[Start of Attachment]
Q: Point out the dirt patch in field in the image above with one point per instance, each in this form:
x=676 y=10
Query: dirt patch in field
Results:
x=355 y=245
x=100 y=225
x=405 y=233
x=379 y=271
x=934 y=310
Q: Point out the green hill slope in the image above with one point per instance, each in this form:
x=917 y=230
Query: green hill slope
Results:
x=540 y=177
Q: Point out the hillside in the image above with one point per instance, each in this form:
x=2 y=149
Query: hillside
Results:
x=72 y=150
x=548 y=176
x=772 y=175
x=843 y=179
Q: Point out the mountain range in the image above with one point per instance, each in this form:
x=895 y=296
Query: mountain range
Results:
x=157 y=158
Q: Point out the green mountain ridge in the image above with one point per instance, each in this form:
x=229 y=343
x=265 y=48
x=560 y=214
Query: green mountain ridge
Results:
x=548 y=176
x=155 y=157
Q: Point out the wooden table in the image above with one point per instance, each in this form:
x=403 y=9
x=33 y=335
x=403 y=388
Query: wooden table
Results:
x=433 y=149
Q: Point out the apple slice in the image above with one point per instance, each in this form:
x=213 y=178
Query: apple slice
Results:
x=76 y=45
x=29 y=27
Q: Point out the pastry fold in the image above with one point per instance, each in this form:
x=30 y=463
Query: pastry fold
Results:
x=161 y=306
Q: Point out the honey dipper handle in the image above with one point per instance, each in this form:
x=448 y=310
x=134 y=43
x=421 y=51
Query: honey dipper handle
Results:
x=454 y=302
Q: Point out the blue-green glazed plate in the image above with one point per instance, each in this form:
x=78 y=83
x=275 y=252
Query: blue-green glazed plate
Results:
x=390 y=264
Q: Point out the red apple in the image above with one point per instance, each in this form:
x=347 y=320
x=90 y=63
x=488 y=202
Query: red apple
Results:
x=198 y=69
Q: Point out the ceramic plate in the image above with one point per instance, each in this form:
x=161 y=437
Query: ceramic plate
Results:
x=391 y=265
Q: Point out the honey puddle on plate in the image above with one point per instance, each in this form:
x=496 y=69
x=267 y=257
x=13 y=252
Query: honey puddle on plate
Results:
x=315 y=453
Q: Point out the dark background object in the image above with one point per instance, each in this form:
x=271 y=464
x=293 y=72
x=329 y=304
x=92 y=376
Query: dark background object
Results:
[End of Attachment]
* Exercise aim:
Please return all of the entries shown above, exactly as they stand.

* Answer to this exercise:
Q: Point out the dirt patch in field in the image above with one point per instance, each in this form:
x=676 y=10
Query: dirt patch in field
Results:
x=355 y=245
x=100 y=225
x=405 y=233
x=379 y=271
x=934 y=310
Q: Point out the green hill slope in the image above with one point per instance, each in this form:
x=917 y=230
Query: green hill slope
Results:
x=540 y=177
Q: Point out the hillside in the image above with one point per instance, each in this form:
x=2 y=149
Query: hillside
Results:
x=72 y=150
x=548 y=176
x=772 y=175
x=843 y=179
Q: Point out the mountain range in the image above with one point per instance, each in this form:
x=895 y=296
Query: mountain range
Results:
x=157 y=158
Q: Point out the green mountain ridge in the image above with one point per instance, each in this form:
x=229 y=343
x=265 y=48
x=560 y=214
Query: green mountain ridge
Results:
x=548 y=176
x=155 y=157
Q: Point out the wooden table in the image above with one point per instance, each in this form:
x=403 y=9
x=33 y=335
x=403 y=388
Query: wooden table
Results:
x=433 y=149
Q: Point out the apple slice in the image above with one point per instance, each in this form:
x=213 y=178
Query: apple slice
Results:
x=76 y=45
x=29 y=27
Q: Point out the pastry fold in the image above with one point per instance, each in this form:
x=30 y=463
Query: pastry fold
Results:
x=161 y=306
Q: Point out the honey dipper handle in the image above with one point per instance, each in this form:
x=448 y=310
x=134 y=43
x=421 y=51
Query: honey dipper handle
Results:
x=454 y=302
Q: Point out the blue-green glazed plate in the image above with one point per instance, each in this form:
x=78 y=83
x=275 y=252
Query: blue-green glazed plate
Results:
x=390 y=264
Q: Point out the red apple in the image above with one point per instance, each in this form:
x=347 y=320
x=90 y=63
x=488 y=202
Query: red apple
Results:
x=198 y=69
Q: Point out the ceramic plate in the image above with one point per instance, each in this form:
x=161 y=437
Query: ceramic plate
Results:
x=391 y=265
Q: Point out the honey puddle on plate in the image above with one point per instance, each in this form:
x=496 y=69
x=267 y=257
x=13 y=252
Query: honey puddle on plate
Results:
x=315 y=453
Q: Point out the dark background object in the image above with one point per instance, each in this form:
x=271 y=464
x=293 y=72
x=329 y=304
x=92 y=376
Query: dark background object
Results:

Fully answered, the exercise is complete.